§ **DATA**
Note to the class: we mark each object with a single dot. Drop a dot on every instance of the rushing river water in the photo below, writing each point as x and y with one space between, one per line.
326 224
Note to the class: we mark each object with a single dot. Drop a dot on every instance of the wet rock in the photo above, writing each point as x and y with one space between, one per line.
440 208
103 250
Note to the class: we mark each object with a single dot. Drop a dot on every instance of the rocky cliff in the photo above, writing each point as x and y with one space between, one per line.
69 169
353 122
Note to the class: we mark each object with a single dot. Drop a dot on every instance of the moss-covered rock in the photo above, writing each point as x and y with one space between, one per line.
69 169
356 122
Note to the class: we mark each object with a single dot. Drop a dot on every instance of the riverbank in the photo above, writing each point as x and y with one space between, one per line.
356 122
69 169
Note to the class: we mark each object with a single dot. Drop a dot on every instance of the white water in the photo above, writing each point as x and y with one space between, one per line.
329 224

* * *

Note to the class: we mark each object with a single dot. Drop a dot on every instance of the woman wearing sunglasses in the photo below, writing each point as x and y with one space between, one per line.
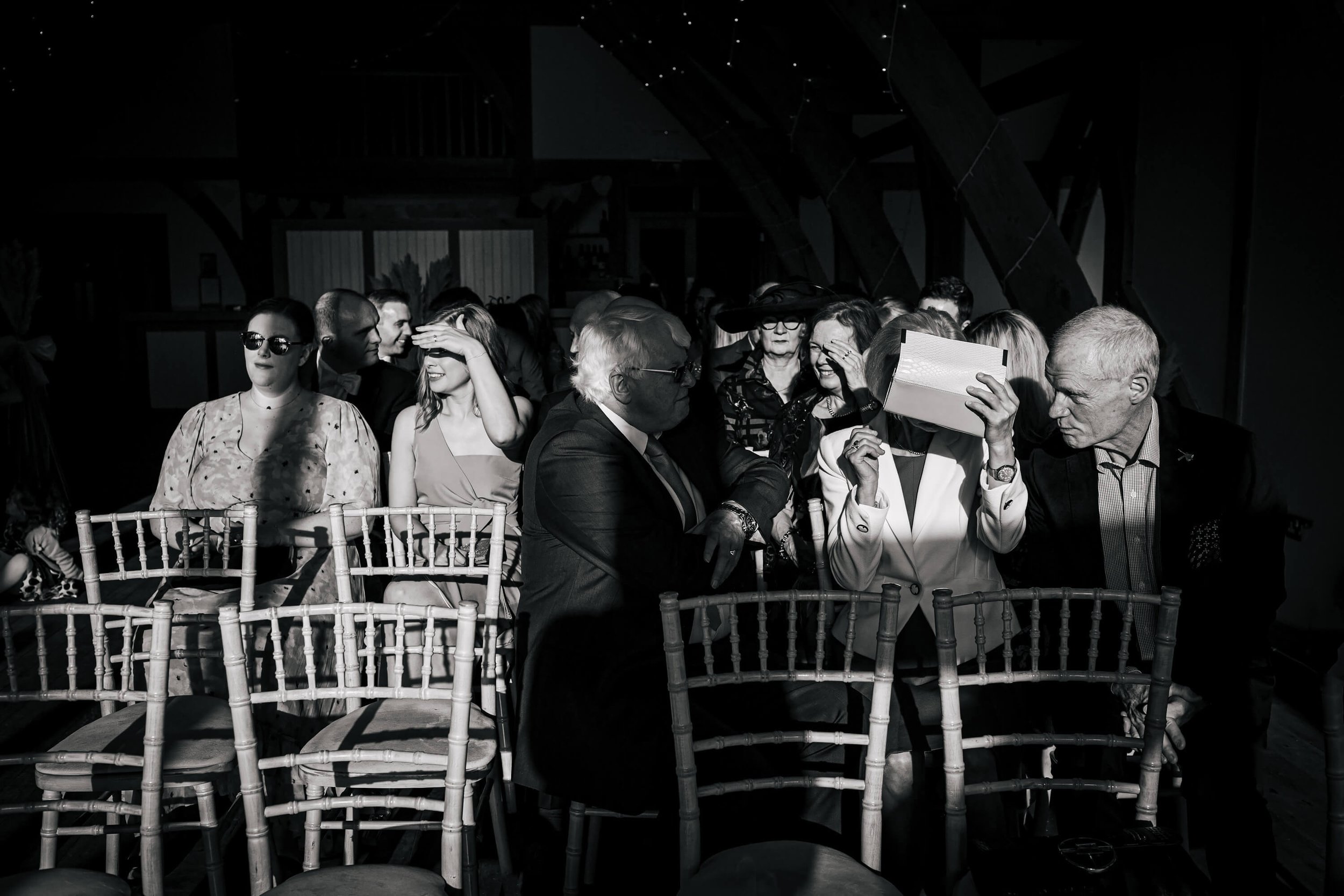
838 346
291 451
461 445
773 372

§ **AIM**
How many lines of the material contain the string "below"? Reply with the number alone.

§ **WRITTEN REPLY**
2